Written instruction: Look for the line containing "Mark one point on each instance of the round" in the listing below. Retype that line and every subsequent line through the last one, and only those.

Record excerpts:
»»

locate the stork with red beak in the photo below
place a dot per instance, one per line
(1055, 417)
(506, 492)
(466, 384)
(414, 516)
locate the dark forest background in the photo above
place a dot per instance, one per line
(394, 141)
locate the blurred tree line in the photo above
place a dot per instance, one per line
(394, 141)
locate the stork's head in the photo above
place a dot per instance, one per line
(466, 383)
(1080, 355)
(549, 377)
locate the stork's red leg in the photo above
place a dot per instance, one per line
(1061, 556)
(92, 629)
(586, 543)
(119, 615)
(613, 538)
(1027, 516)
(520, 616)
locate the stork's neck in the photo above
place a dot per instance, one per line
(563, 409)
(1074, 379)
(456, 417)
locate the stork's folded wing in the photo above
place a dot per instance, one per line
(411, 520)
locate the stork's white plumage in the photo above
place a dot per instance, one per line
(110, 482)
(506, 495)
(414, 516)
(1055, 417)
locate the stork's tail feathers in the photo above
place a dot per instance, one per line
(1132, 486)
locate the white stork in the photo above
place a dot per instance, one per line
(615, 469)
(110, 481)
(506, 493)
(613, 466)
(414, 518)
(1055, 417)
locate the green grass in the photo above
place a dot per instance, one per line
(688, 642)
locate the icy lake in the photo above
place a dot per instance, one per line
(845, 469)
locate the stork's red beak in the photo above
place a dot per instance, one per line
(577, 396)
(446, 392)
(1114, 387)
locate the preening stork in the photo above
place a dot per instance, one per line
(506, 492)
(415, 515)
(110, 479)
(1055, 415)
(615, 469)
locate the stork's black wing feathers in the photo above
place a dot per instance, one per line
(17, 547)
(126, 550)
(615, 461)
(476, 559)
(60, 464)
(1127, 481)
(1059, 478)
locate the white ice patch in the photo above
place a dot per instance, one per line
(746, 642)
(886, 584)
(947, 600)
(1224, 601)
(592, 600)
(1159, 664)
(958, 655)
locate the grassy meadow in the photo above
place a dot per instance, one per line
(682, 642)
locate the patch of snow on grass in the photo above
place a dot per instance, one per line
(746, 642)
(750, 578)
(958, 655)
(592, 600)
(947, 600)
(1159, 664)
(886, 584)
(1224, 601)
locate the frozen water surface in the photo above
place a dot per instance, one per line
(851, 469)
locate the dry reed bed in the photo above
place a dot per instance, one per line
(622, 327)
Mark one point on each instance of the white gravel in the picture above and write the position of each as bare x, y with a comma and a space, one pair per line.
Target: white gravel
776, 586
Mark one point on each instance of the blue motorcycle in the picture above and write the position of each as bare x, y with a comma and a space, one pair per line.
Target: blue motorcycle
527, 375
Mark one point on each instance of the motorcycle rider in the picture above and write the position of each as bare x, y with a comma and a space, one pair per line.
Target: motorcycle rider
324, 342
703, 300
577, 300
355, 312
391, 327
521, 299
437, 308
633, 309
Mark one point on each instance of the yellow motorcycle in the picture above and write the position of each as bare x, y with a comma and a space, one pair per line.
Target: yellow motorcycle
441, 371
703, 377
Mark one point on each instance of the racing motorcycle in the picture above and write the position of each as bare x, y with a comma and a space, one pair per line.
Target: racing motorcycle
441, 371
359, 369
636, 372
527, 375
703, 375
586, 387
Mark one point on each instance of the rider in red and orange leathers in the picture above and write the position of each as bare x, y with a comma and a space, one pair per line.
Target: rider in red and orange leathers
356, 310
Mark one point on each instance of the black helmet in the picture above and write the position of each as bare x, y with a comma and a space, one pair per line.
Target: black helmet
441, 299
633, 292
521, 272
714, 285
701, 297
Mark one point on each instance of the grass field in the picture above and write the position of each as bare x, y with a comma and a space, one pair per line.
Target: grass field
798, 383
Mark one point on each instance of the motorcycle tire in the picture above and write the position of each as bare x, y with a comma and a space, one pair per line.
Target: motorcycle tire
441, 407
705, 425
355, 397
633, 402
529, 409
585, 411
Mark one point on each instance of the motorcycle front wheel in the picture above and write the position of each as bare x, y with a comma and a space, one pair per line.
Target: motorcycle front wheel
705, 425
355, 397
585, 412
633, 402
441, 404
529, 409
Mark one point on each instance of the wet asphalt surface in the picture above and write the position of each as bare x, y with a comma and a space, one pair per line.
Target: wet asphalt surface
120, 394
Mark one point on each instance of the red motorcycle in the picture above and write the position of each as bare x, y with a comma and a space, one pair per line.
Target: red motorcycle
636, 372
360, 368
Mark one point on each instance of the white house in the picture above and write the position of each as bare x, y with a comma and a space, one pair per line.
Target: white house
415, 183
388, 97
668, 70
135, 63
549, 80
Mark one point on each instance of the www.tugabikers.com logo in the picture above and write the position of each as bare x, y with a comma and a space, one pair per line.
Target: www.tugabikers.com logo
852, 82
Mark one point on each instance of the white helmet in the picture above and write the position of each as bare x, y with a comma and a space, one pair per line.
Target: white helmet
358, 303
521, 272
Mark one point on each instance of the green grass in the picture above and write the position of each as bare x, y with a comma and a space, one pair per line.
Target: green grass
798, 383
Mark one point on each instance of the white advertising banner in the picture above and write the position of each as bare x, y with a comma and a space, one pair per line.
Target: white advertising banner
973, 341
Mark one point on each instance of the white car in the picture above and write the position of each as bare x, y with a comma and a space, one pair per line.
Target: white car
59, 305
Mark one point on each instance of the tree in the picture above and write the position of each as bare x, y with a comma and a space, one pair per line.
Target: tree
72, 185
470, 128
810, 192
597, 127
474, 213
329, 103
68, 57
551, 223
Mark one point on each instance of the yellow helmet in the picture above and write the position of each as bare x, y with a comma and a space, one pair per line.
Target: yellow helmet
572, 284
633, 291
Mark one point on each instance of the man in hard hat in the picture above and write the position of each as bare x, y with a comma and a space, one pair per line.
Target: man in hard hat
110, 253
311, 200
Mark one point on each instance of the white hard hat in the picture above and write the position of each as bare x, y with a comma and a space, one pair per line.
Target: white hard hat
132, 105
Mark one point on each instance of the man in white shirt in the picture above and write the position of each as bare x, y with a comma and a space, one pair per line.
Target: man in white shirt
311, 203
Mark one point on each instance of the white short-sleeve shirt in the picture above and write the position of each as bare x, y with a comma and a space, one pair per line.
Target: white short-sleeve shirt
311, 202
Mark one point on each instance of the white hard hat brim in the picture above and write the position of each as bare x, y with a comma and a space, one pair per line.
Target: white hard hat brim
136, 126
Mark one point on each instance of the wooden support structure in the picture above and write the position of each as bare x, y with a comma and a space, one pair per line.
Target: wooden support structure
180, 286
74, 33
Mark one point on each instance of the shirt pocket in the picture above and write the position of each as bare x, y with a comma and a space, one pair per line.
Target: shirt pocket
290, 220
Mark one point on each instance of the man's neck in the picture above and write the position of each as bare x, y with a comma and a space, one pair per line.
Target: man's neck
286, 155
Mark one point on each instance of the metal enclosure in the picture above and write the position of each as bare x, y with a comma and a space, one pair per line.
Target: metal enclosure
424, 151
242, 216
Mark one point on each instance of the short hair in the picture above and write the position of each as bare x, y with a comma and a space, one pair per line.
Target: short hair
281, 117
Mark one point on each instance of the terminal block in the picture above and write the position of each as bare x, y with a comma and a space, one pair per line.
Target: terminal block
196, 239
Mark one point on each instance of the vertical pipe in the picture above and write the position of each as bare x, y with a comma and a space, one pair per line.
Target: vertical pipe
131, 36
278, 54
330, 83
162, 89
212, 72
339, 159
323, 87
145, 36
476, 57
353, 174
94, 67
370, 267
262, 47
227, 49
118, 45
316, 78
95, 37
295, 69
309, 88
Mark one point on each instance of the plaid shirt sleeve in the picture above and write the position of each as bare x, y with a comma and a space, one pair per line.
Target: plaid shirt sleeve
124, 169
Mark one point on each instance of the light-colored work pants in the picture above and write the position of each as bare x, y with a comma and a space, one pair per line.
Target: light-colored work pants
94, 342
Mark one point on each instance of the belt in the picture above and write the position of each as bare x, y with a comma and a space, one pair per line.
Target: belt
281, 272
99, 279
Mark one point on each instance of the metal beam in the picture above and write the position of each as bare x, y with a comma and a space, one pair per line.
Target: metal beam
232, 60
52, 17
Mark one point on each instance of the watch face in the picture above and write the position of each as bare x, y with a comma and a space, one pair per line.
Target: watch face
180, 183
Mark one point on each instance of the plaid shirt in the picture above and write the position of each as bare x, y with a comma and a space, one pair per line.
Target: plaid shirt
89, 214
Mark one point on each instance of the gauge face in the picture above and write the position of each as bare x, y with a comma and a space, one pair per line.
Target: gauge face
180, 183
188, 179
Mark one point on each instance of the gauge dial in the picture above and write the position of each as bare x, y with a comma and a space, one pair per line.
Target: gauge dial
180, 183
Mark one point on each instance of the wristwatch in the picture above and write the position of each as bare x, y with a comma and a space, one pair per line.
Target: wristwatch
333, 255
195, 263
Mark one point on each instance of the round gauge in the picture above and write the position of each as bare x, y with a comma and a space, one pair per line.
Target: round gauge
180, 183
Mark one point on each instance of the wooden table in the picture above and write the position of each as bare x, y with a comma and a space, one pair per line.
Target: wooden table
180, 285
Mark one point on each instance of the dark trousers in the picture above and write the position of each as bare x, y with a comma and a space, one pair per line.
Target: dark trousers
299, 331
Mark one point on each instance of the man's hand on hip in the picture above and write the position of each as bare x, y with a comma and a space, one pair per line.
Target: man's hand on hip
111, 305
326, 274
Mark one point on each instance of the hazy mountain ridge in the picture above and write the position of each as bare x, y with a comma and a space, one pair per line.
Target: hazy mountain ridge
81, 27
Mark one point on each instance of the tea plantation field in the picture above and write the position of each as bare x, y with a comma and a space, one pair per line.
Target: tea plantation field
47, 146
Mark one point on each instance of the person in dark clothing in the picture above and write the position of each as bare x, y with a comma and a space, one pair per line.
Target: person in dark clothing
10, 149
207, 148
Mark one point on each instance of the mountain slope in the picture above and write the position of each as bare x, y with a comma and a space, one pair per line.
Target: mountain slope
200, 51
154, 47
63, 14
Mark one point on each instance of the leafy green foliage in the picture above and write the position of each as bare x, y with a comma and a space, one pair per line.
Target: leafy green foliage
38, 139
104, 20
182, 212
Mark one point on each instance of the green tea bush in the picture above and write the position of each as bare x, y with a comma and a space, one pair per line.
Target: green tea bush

««

The output:
Mark one point on each instance of the round gauge in the picture above and write the position of each as bare x, y with a comma and a space, one pair per line.
Target: round gauge
180, 183
Mark one point on each instance of the wooden table in the picture above and write the position of each as bare x, y with a comma and a space, one pair per line.
Target: wooden table
180, 285
Mark one point on each instance of the dark trousers in the picture above and write the position of each as bare x, y with a comma and a space, one pair per line.
Target: dark trousers
299, 331
Mark one point on each instance of the man's hand on hip in the picture above and write the position of each as bare x, y with a comma and a space, one pair per line.
Target: man's hand on hip
111, 305
326, 274
Mark one point on each instance of the hazy mountain ridge in the picture above and write the position of each as bare x, y with a comma and a space, one pair per line.
Target: hazy mountain ridge
81, 27
Mark one point on each instance of the tea plantation field in the picture above and write the position of each as bare x, y with a comma and a space, one pair per line.
Target: tea plantation field
47, 146
Mark one point on each instance of the person in dark clothing in the picture above and write the position of each as bare x, y with a comma and a space, one pair per line.
Target: person in dark clothing
10, 149
207, 148
Mark one point on each instance of the mountain slope in the picture above and write the position of each as bare x, y with a comma and a space, one pair per line.
Target: mountain slope
200, 51
154, 47
63, 14
Mark one point on each instance of the leafy green foliage in the picture above and write the position of each as bare x, y with a comma and a space, one pair per line.
Target: leafy green foliage
38, 139
104, 20
182, 212
Mark one point on each instance of the green tea bush in the picture above and write the position of each as bare x, y with a comma and a space, one pair per line.
Target: green tea bush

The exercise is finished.